• [Work required]:
Each record that follows goes into your reply unchanged; the pictures do not.

• [Data]:
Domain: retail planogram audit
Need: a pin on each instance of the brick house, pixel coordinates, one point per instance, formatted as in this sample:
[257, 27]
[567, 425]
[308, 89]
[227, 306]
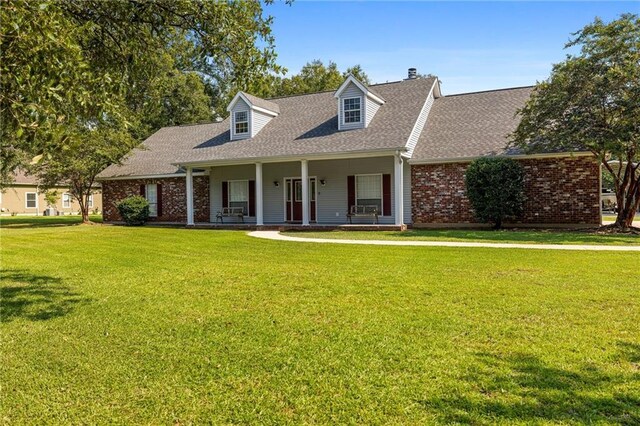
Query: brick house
[393, 152]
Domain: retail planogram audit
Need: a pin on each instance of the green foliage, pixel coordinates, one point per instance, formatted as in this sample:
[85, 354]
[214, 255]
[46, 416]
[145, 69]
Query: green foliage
[156, 325]
[592, 101]
[315, 76]
[134, 210]
[495, 188]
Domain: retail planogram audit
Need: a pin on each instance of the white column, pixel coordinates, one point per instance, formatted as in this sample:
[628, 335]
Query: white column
[259, 219]
[305, 193]
[190, 196]
[398, 189]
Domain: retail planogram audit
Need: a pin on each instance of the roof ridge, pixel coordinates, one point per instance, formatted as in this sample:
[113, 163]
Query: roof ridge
[489, 90]
[333, 90]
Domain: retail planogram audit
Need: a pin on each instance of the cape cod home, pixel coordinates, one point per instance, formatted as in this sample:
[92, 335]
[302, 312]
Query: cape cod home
[392, 153]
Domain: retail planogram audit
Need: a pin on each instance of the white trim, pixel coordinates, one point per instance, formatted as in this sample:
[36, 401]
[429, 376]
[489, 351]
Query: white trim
[414, 129]
[26, 200]
[263, 110]
[343, 111]
[515, 157]
[284, 193]
[384, 152]
[351, 79]
[355, 182]
[68, 206]
[179, 175]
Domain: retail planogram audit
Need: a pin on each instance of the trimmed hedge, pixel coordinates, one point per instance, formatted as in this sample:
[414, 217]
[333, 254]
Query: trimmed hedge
[495, 188]
[134, 210]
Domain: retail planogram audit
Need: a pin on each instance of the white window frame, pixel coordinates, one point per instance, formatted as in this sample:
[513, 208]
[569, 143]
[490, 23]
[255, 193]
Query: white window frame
[236, 122]
[246, 182]
[381, 190]
[152, 213]
[26, 200]
[344, 110]
[66, 200]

• [Solution]:
Domain: retail planogram audit
Need: a pin on each instance of the brick house, pixel coordinates, one point per instance, formatted as in this sample:
[257, 27]
[567, 425]
[308, 89]
[227, 306]
Query: brick house
[393, 152]
Domain: retail planogram audit
Need: a pin on each instance of the green foliage, pixel coordinates, one point per instance, formatted as in this sample:
[85, 354]
[214, 255]
[46, 416]
[145, 69]
Query: green foliage
[156, 325]
[592, 101]
[315, 76]
[134, 210]
[495, 188]
Domain: retail planogram audit
Need: a pin on each instance of the white column, pixel coordinates, one point per instance, formatted as in this sample:
[628, 335]
Query: white column
[259, 219]
[305, 193]
[190, 196]
[398, 189]
Domain: retail planogram audit
Need: a pin on each instance of the roof ridge, pixel coordinates, one point per instance, formatted as in this sample:
[113, 163]
Query: roof ridge
[489, 90]
[333, 90]
Domain: retail planogram audit
Need: a pin on each instance of the cape cod home, pixel coordinates, one point per instance, formatted as in this sample:
[92, 335]
[302, 312]
Query: cape cod home
[392, 153]
Domain: retail planogram audit
Need: a pin on each instance of the white trim, pixel coordinates, one point per instance, formatted as in this sample:
[36, 401]
[429, 376]
[489, 351]
Query: white trim
[414, 129]
[26, 200]
[263, 110]
[343, 111]
[515, 157]
[284, 193]
[384, 152]
[351, 79]
[355, 182]
[68, 206]
[179, 175]
Domain: retail planogram audit
Need: a pin on each instance of the trimmed hedge, pixel coordinates, one point per instance, formatted as in this sample:
[414, 217]
[333, 254]
Query: trimmed hedge
[495, 188]
[134, 210]
Domain: retail planogram audit
Need: a pin on each instance of the white window frame, pixel coordinates, one point per instance, formatted as in this sample:
[513, 208]
[569, 143]
[490, 23]
[255, 193]
Query: white window frame
[236, 122]
[246, 182]
[381, 190]
[152, 213]
[26, 200]
[344, 110]
[66, 200]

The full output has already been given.